= Data section =
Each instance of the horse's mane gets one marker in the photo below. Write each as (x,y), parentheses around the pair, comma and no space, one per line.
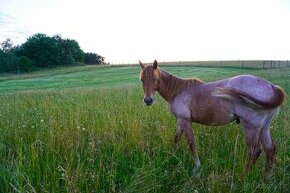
(175,85)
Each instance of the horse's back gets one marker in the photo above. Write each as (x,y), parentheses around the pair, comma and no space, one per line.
(252,85)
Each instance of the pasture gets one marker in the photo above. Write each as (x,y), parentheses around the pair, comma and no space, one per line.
(86,129)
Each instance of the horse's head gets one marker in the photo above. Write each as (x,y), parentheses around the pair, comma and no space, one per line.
(149,76)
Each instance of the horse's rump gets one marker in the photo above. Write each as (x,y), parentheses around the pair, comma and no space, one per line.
(242,97)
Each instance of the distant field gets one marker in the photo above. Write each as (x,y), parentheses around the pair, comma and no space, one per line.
(96,77)
(86,129)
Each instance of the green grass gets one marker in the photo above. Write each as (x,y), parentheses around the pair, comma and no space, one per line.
(86,129)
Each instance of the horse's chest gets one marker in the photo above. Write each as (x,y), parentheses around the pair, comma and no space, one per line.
(180,107)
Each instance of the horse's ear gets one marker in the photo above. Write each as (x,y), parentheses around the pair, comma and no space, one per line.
(142,65)
(155,64)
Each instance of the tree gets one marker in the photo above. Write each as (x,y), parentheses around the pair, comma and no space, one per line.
(25,64)
(44,51)
(70,50)
(7,45)
(92,58)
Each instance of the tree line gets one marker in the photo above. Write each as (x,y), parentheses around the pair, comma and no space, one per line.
(41,51)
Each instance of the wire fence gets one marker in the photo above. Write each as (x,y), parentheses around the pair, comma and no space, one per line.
(263,64)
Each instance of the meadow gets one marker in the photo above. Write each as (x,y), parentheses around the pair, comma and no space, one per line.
(86,129)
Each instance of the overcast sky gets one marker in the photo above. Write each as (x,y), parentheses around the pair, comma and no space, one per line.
(130,30)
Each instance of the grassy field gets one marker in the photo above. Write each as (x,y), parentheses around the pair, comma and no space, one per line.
(86,129)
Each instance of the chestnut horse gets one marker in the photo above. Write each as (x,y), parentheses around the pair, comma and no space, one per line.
(246,99)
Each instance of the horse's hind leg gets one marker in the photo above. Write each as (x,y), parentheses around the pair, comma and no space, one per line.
(268,145)
(252,141)
(179,132)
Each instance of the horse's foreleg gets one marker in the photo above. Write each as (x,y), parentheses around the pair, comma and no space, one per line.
(269,147)
(186,125)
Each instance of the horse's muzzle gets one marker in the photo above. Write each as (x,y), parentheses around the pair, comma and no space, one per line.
(148,101)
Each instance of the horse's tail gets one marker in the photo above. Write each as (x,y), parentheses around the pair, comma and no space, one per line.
(234,94)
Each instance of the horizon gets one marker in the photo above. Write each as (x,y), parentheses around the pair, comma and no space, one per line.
(128,31)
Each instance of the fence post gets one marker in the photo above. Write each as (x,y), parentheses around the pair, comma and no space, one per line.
(263,64)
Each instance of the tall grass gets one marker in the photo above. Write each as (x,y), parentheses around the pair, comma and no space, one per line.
(106,140)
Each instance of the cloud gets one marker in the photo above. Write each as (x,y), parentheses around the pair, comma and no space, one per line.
(11,28)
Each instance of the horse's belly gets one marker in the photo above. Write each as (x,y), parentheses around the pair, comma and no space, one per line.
(214,118)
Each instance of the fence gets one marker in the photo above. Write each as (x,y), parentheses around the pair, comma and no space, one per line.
(263,64)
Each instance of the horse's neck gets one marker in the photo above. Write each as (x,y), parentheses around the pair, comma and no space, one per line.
(171,85)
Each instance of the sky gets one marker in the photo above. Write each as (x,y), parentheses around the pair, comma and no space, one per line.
(166,30)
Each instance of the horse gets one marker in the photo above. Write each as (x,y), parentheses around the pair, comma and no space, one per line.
(246,99)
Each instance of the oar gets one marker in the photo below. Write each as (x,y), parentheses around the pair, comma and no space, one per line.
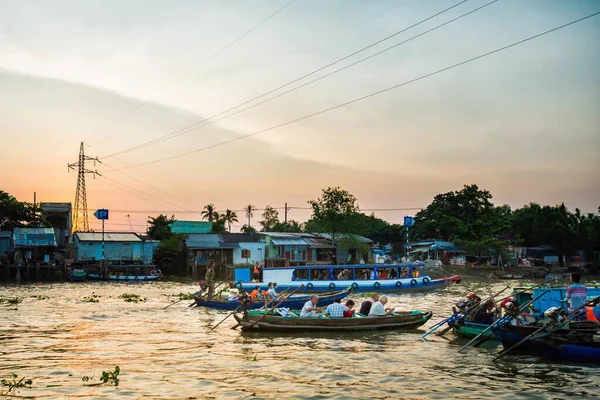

= Activity =
Please transcribe all of the records above exactly, leaving out any pictures.

= Answer box =
Each instance of the horse's mane gets one marker in the photo below. Write each as (x,y), parentheses around the pair, comma and no space, one per line.
(175,85)
Each instance of the horse's back gets one marker in the photo above. Write each as (x,y), parentheses around the pair, comma and no space, one per line.
(252,85)
Each instance of the pasture gets one marker in the photo above. Write each as (x,y), parentheses around the pair, comma and no space, one per line.
(86,129)
Each instance of the horse's head gets one marker in the photo above. Write each as (x,y), parentheses around the pair, comma and no space, one per line.
(149,76)
Each instance of the horse's rump gets one marker in the photo above. Write each as (x,y), parentheses around the pair, comma and no space, one per line.
(242,97)
Each instance of the distant field gets one marker in the photo above. Write each as (x,y), parentheses around the pair, comma and no space, one per line.
(96,77)
(86,129)
Each instance of the green grass gets one marker in the photo above. Write each as (x,y), parentheses around the pair, comma and no space, one per line.
(86,129)
Each instance of the horse's chest gets one marker in the photo above. Write each as (x,y), parentheses around the pair, comma and no space, one per line.
(180,107)
Each instance of the horse's ear gets one marker in the photo above. Write each as (x,y), parentheses around the pair, comma and no space, one per line.
(142,65)
(155,64)
Each instance of the tree gets one marker in the photo above. Write each as (x,y), parentheses around the pair, comma and no space, one per line.
(25,64)
(44,51)
(70,50)
(7,45)
(92,58)
Each instance of the tree line gets one marker in the photo above. Write each as (x,y), parentheses around the pair, comma and no space, one per line.
(41,51)
Each instance of the wire fence gets one marker in the photo above. Write each as (x,y), parentheses around the pair, comma and no space, one per line.
(263,64)
Each instance of the meadow gets one marker in the photo above. Write each as (x,y), parentheses around the pair, comma and no space, one per line.
(86,129)
Each instance of the overcast sky gets one marker in the photo above. Write each as (x,y), parentheses around the pair, comma and no space, one per line.
(130,30)
Each instance of the grassy field gets one marker in the photo above. Write each as (x,y), parentheses around the pair, comma and no space, one per line.
(86,129)
Each instance of the chestnut horse gets one marker in the photo above. Write each as (x,y), parentheses around the pair, comma and no space, one per line.
(246,99)
Each instance of the horse's hind leg gets one marker in the photo above. Write each as (x,y), parentheses around the pair, comma and no space, one per line.
(268,145)
(252,141)
(179,132)
Each instance of the horse's foreleg gets one marker in the photo above. Write each as (x,y), parentheses around the pair, comma and no space, one per line.
(269,147)
(186,125)
Each instance of the horse's muzzle gets one marker in the photo above. Write each as (x,y), parentheses around the pair, comma and no space, one per line.
(148,101)
Each instance of the horse's tail gets one marker in the photo above. Write each as (x,y), parentheses around the pair, comma and no space, one per line.
(234,94)
Each instance of the horizon gets one marker in the photo above. Write each as (x,y), parentheses around the pair, comma and no space, one per line.
(128,31)
Each instance of the fence post gets one marker in the photo above. Write each as (x,y), parentheses around the pair, comma and no space, one per line.
(263,64)
Each instance of the tall grass gets one marker in the photo above. Write each as (x,y), parentheses around the pair, comma and no space, one per line.
(106,140)
Each instance of the cloud gets one marker in the photo above. Write each as (x,y), parentheses around the pair, comma and no space, one per line.
(11,28)
Each instance of the horse's belly gets one marker in the photo above. Write each as (x,y), parentheses around the pair, comma and no space, one per line.
(214,118)
Each instance of the fence gets one marker in the photo above. Write each as (x,y), parentheses around the pair, comma and no space, one per line.
(263,64)
Each instance of the horse's neck gets one marker in the photo above. Write each as (x,y), parentheses around the pair, comma and no space, one per line.
(171,85)
Each instance of the sky gets one marker in the photo above. Write each as (x,y), parentheses around the pair, comma and no space, one per line.
(166,30)
Each instance of the horse gets one marker in the photo above. Write each as (x,y), parentheses around the pair, comma and no space, one per line.
(246,99)
Each instance of the oar gets one marker in the photo below. Write each as (x,y), parentheses around the pair, comma and no space, one per line.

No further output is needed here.